### Source text
● ● ●

See, Deadliest Warrior could be a fun show. All they have to do is go "let's you an him fight!" and let them go at it. Maybe talk a little about history and whatnot. Finally end it up with the big fight at the end. That's what everyone wants to see. But they commit the cardinal sin: they bullshot us. (Yes, a euphemism: I enjoy them)
Deadliest Warrior gives the impression of being educational. They pretend to be doing scientifically sound analysis, balanced experiments and top-of-the-minute research. They claim to have "experts" (who are in fact usually actors or stuntmen) spout a bunch of nonsense about their chosen Warrior, while they talk smack to the opposing team.
And sometimes they have to cheat.
Take Viking vs. Samurai. The Viking had superior armour and superior weapons, even taking the time difference into account: a katana won't do anything against mail, and the viking's shield will make combat completely one-sided. The only way the Samurai won that fight is they cheated, plain and simple. They gave the Samurai the kanabo - a mythological weapon - as the Special Choice. The Viking? He got a shield. Apparently, standard equipment counts as a "Special Weapon." Not only that, but they deliberately weaken the shield: instead of two layers of wood, it had only one, and it didn't have the strengthening room. And you know what? The kanabo still did barely anything! Half the studs flew off, and it only broke off a bit of the shield. Against a real viking shield it would've been useless.

● ● ●

### Dataset content
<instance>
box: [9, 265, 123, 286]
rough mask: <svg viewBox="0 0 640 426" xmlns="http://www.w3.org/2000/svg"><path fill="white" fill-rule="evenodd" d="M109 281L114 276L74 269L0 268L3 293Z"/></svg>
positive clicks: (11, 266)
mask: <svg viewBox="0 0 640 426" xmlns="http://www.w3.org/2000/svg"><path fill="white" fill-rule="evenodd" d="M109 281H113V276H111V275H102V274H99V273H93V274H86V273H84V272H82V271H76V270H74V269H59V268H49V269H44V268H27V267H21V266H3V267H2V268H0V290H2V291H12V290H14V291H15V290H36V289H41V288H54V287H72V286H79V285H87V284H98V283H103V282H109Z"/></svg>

● ● ●

### Exercises to complete
1. According to the Deadliest Warrior critique, who are the show's "experts" usually?
2. In the Deadliest Warrior critique, swap "stuntmen" for "fight choreographers" and write out the passage starting with "Deadliest Warrior gives" and going on through "have to cheat.".
3. Summarize the Deadliest Warrior critique in two sentences.
The listing has no connection to the text.

### Exercise answers
1. They are usually actors or stuntmen.

2.
Deadliest Warrior gives the impression of being educational. They pretend to be doing scientifically sound analysis, balanced experiments and top-of-the-minute research. They claim to have "experts" (who are in fact usually actors or fight choreographers) spout a bunch of nonsense about their chosen Warrior, while they talk smack to the opposing team.
And sometimes they have to cheat.

3. Deadliest Warrior could be a fun fight show, but it pretends to offer educational, scientifically sound analysis, and its "experts" are usually actors or stuntmen. In Viking vs. Samurai, the show cheated by giving the Samurai the mythological kanabo as his Special Weapon while counting the Viking's standard shield as his and deliberately weakening it.